- _JOB A_: Copy the records word for word, from the line containing "of the marching" through the end of the records.

- _READING PASSAGE_:
Wolff: Disruption is cheap; cravings are profitable

Michael Wolff
USA TODAY
Tobacco buyers line the rows of burley tobacco during an auction at a tobacco warehouse in Danville, Ky. on Nov. 18, 2014.

The recent study by Credit Suisse that sin businesses, most notably tobacco and alcohol, have since the beginning of the 20th century outperformed every other business sector is a bracing reminder of what is constant in this time of radical change.

Or, put another way, it's not disruption that wins the race, but habituation — serving and understanding basic human impulses and needs.

A dollar invested in tobacco in 1900 would be worth $6.28 million today.

This is a teaching moment type of revelation, particularly for the media and tech businesses, where high valuations go to the new and the next instead of to the fixed and proven.

Television, for instance, is habituating; music, too, is hard to do without; even books stand up. And yet all of these businesses are generally looked at as low-value forms. They are being disrupted, or even put to shame, not just by new distribution methods, but by new behaviors that are, in theory, changing the very nature of these old dependencies.

But perhaps that's the ultimate short sight.

In fact, looked at from the vantage point of 100 years of ritual and habit, the problem with technology is that it changes so quickly. Social media has existed for eight or nine years, and probably is logically destined to be replaced by new capabilities in less time than that. And yet, here we are, making long-term business decisions on the basis of social media's present functionality instead of on fundamental human desires.

A man arranges cigarettes in a grocer's shop in central London.

Not just desires, in the case of tobacco and alcohol, of course, but addiction. And yet addiction is just the metaphor for what we can't or don't want to do without — the things that satisfy us (whether wisely or not). Social media is merely on the continuum of more efficient forms of organization and communication. The fact that we can't imagine what comes next does not show the strength of social media, but its limitations — because it represents functionality, not need, there will always be something better. Only a true believer, or an overly optimistic investor, would bet that it isn't fleeting.

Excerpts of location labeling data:
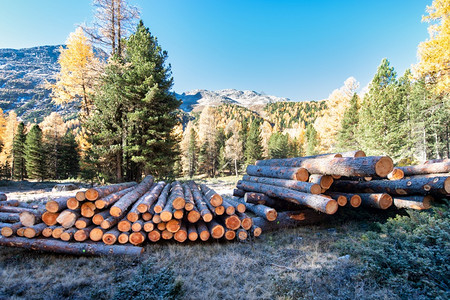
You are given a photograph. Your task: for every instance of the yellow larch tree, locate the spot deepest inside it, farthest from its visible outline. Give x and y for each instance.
(434, 53)
(329, 123)
(79, 72)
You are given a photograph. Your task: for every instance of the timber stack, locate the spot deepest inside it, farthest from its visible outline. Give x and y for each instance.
(119, 218)
(306, 190)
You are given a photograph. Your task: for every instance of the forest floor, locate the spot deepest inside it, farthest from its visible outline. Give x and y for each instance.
(297, 263)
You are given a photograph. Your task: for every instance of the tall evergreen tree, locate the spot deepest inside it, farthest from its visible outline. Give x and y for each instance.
(35, 154)
(253, 145)
(19, 152)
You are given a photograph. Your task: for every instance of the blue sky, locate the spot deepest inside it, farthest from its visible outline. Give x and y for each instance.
(296, 49)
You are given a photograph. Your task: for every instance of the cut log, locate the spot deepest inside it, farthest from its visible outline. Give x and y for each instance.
(381, 201)
(110, 237)
(111, 199)
(316, 202)
(305, 187)
(68, 234)
(421, 185)
(427, 168)
(149, 198)
(80, 196)
(34, 231)
(192, 233)
(73, 203)
(101, 192)
(246, 221)
(261, 210)
(83, 234)
(70, 248)
(203, 231)
(355, 200)
(202, 207)
(49, 218)
(413, 202)
(211, 196)
(325, 181)
(154, 235)
(9, 217)
(161, 203)
(215, 229)
(297, 174)
(190, 204)
(57, 205)
(119, 208)
(96, 234)
(10, 229)
(123, 238)
(181, 235)
(82, 223)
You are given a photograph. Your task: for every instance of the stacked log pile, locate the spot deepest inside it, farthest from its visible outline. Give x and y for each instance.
(306, 190)
(117, 219)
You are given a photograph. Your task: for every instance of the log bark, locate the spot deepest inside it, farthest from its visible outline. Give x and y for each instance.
(70, 248)
(111, 199)
(162, 200)
(9, 217)
(421, 185)
(100, 192)
(413, 202)
(67, 218)
(427, 168)
(151, 197)
(297, 174)
(211, 196)
(305, 187)
(316, 202)
(57, 205)
(202, 207)
(119, 208)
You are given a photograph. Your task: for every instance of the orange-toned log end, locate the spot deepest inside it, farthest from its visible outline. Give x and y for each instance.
(136, 238)
(154, 236)
(123, 238)
(166, 235)
(385, 201)
(233, 222)
(396, 174)
(193, 216)
(180, 236)
(355, 201)
(217, 231)
(384, 166)
(115, 211)
(216, 200)
(166, 216)
(331, 207)
(230, 234)
(207, 217)
(73, 203)
(316, 189)
(49, 218)
(178, 203)
(91, 194)
(342, 200)
(96, 234)
(173, 225)
(271, 215)
(301, 175)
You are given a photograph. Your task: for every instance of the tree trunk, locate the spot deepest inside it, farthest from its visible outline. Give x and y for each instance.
(70, 248)
(316, 202)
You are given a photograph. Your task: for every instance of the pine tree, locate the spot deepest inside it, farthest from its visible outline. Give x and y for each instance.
(19, 152)
(253, 145)
(34, 154)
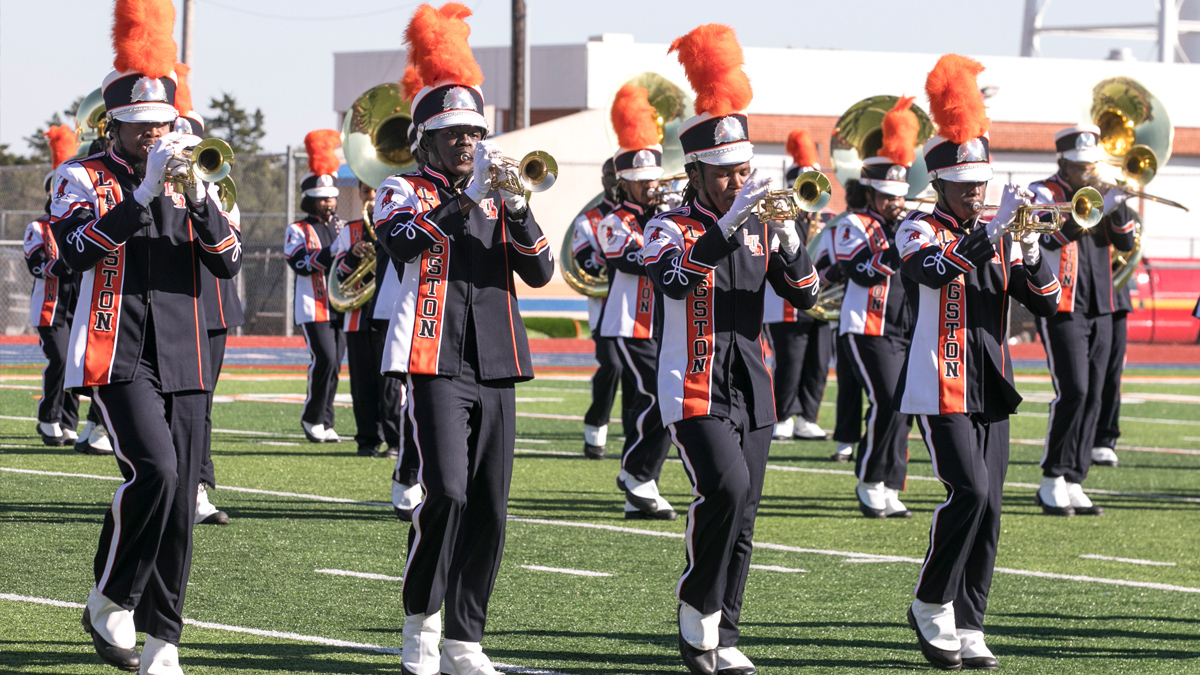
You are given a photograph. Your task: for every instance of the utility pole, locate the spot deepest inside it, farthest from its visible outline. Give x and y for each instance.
(519, 107)
(189, 23)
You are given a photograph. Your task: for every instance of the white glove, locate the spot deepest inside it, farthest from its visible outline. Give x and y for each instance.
(156, 168)
(481, 183)
(1013, 197)
(1031, 249)
(789, 237)
(1115, 198)
(743, 204)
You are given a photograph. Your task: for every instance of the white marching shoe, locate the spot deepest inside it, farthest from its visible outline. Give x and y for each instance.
(808, 430)
(419, 646)
(1104, 457)
(1053, 496)
(784, 429)
(160, 657)
(465, 658)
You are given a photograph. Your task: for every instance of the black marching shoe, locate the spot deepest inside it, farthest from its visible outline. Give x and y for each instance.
(936, 657)
(113, 655)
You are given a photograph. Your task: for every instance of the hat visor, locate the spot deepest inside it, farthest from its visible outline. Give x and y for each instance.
(641, 173)
(724, 155)
(971, 172)
(894, 187)
(455, 118)
(160, 113)
(321, 192)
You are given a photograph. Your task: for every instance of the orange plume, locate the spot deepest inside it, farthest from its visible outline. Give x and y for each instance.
(63, 143)
(712, 60)
(143, 36)
(183, 90)
(634, 118)
(802, 148)
(411, 83)
(319, 144)
(954, 99)
(900, 127)
(437, 46)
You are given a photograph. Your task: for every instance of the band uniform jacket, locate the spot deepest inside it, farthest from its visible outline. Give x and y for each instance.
(1080, 258)
(222, 306)
(55, 285)
(711, 305)
(874, 303)
(455, 266)
(138, 263)
(589, 254)
(629, 309)
(309, 246)
(959, 285)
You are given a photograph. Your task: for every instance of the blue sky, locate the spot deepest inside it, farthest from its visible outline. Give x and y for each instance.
(277, 54)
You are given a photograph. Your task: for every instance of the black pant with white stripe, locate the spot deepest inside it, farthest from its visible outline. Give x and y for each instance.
(1108, 426)
(883, 451)
(604, 382)
(970, 457)
(145, 545)
(1078, 350)
(465, 431)
(327, 345)
(849, 423)
(803, 350)
(647, 442)
(377, 399)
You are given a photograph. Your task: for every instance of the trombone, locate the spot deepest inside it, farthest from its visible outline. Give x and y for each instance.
(810, 193)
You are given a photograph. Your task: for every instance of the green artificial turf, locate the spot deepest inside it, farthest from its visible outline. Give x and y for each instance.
(835, 616)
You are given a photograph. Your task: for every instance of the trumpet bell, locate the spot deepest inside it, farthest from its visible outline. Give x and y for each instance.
(375, 135)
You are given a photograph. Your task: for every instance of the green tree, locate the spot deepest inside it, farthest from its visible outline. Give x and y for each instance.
(241, 130)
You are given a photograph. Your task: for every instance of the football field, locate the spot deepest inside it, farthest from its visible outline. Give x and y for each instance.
(306, 578)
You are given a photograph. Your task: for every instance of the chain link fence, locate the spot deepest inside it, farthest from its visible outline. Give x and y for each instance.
(268, 197)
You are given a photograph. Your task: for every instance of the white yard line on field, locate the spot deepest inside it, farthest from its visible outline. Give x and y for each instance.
(280, 634)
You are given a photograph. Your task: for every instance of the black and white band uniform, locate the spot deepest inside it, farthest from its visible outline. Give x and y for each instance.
(139, 344)
(877, 323)
(459, 340)
(589, 256)
(377, 399)
(709, 261)
(309, 245)
(960, 273)
(1079, 338)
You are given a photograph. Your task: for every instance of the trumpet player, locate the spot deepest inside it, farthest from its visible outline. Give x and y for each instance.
(803, 345)
(628, 316)
(457, 339)
(589, 256)
(875, 316)
(309, 245)
(138, 339)
(959, 273)
(1078, 339)
(709, 261)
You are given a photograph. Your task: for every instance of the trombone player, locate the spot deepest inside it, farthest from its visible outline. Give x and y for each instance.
(1078, 339)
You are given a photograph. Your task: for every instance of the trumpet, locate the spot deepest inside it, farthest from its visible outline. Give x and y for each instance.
(809, 193)
(537, 172)
(1086, 208)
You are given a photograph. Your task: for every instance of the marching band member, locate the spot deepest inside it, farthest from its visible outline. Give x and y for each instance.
(137, 338)
(875, 315)
(1078, 339)
(309, 245)
(628, 314)
(459, 339)
(803, 345)
(589, 255)
(709, 262)
(959, 273)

- _JOB B_: List every old media form that the column on sin businesses names as habit-forming or hard to do without.

- _RESULT A_:
You are given a photograph. Your task: for every instance of the marching band member, locate the spot deepest inside it, farthest from its visible outline. Give x and y for each instance.
(137, 338)
(875, 315)
(1078, 339)
(309, 245)
(628, 314)
(459, 339)
(803, 345)
(589, 255)
(709, 262)
(959, 273)

- _RESULT B_: Television, music, books